==== TEXTO-FONTE

E os poucos que tentam relembrá-la e perpetuá-la vão se deixando levar pelo esmorecimento ao avistar o asfalto, produto da modernidade, avançar sobre o impotente Centro Histórico. Enquanto os palacetes vão sendo cruelmente demolidos ou alterados, as galerias subterrâneas permanecem esquecidas. Há pouco tempo perdemos os jardins Landri Sales e Rosário do Largo da Matriz. Menos sortes tiveram as praças Cel. Jonas Correia e a Antônio do Monte, que viraram pocilgas. Enterradas nesses escombros, estão as verdadeiras festas populares. Não há mais lugar para as lembranças do carnaval de rua do Simpatia e do Bloco Tulipa, das festas juninas, do bumba-meu-boi, dos forrós, das marujadas, do coco perenuê, das quermesses e dos desfiles cívicos. Nem recordações dos fraternos Natais e Ano Novo que eram vividos na Praça da Graça. Para os que resistem ao desânimo resta fantasiar a História contada pelos mais velhos.

========
==== DADOS A PROCESSAR

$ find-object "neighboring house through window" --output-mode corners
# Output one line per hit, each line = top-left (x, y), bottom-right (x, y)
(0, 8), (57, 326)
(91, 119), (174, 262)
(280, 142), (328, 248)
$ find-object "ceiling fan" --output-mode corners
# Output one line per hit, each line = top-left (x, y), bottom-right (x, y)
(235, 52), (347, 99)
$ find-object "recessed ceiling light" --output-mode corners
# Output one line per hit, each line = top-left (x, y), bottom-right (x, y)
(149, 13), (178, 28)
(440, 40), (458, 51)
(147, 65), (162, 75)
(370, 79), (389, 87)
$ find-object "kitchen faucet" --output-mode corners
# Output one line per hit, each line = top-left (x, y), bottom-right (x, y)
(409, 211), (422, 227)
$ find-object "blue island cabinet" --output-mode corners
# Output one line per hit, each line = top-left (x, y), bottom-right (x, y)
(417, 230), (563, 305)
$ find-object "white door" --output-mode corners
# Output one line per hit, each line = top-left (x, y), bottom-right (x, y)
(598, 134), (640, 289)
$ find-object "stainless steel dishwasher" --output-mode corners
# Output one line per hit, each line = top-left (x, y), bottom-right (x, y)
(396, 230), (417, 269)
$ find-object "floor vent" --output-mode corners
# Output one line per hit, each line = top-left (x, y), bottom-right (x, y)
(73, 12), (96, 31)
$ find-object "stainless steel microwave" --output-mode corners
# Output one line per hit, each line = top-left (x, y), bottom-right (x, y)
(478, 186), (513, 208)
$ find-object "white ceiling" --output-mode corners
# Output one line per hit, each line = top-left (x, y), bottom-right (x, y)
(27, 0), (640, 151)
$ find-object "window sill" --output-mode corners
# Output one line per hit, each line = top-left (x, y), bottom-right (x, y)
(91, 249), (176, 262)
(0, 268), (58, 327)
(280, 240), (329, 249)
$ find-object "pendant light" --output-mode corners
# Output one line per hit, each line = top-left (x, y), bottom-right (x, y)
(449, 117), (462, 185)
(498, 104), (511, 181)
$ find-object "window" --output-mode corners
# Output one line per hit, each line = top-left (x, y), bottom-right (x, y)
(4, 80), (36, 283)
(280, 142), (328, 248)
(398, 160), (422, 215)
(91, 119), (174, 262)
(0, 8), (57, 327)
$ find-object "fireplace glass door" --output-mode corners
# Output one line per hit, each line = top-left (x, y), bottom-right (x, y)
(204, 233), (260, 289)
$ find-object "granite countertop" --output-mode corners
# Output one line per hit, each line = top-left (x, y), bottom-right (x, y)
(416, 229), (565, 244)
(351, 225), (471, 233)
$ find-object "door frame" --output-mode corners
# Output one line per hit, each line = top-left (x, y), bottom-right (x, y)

========

■ TAREFA PROPOSTA 1
Altere as linhas de dados desde a primeira até a linha que contém "(409, 211), (422, 227)", inclusive, substituindo "kitchen faucet" por "sink faucet". Reproduza somente esse trecho e mantenha todo o resto sem mudança.
■ TAREFA PROPOSTA 2
Prossiga o texto sobre o Centro Histórico e suas festas populares esquecidas a partir do ponto em que ele termina.

■ RESPOSTA ESCRITA 1
$ find-object "neighboring house through window" --output-mode corners
# Output one line per hit, each line = top-left (x, y), bottom-right (x, y)
(0, 8), (57, 326)
(91, 119), (174, 262)
(280, 142), (328, 248)
$ find-object "ceiling fan" --output-mode corners
# Output one line per hit, each line = top-left (x, y), bottom-right (x, y)
(235, 52), (347, 99)
$ find-object "recessed ceiling light" --output-mode corners
# Output one line per hit, each line = top-left (x, y), bottom-right (x, y)
(149, 13), (178, 28)
(440, 40), (458, 51)
(147, 65), (162, 75)
(370, 79), (389, 87)
$ find-object "sink faucet" --output-mode corners
# Output one line per hit, each line = top-left (x, y), bottom-right (x, y)
(409, 211), (422, 227)

■ RESPOSTA ESCRITA 2
Ainda assim, a cidade mantém-se firme. Não se sabe se por causa da brisa do rio ou da majestade das palmeiras, o fato é que Parnaíba sempre se postou ao lado da liberdade, do desprendimento, às vezes pagando caro por insistir em ser um tanto orgulhosa. Cada calçada guarda uma pegada histórica, um sonho, uma vida. Pelas suas ruelas caminharam homens com a disposição de guerreiros, prontos para batalhas em prol não apenas da sobrevivência, mas da independência e de idéias ousadas para suas épocas.

Hoje, a cidade precisa, urgentemente, resgatar suas lendas e mitos, seus fatos e seus personagens, pois do contrário, casarões e becos não conseguirão revelar os tesouros que guardam. Para envolver a população, que é componente fundamental desse projeto de resgate, é imprescindível ampliar o conhecimento dos cidadãos acerca de todo esse patrimônio. A participação do povo na definição dos rumos de sua cidade é uma das maneiras mais seguras de garantir, por exemplo, a colaboração com a preservação dos bens tombados e, conseqüentemente, com o sucesso do Turismo Cultural, que deverá ser uma das bandeiras da região.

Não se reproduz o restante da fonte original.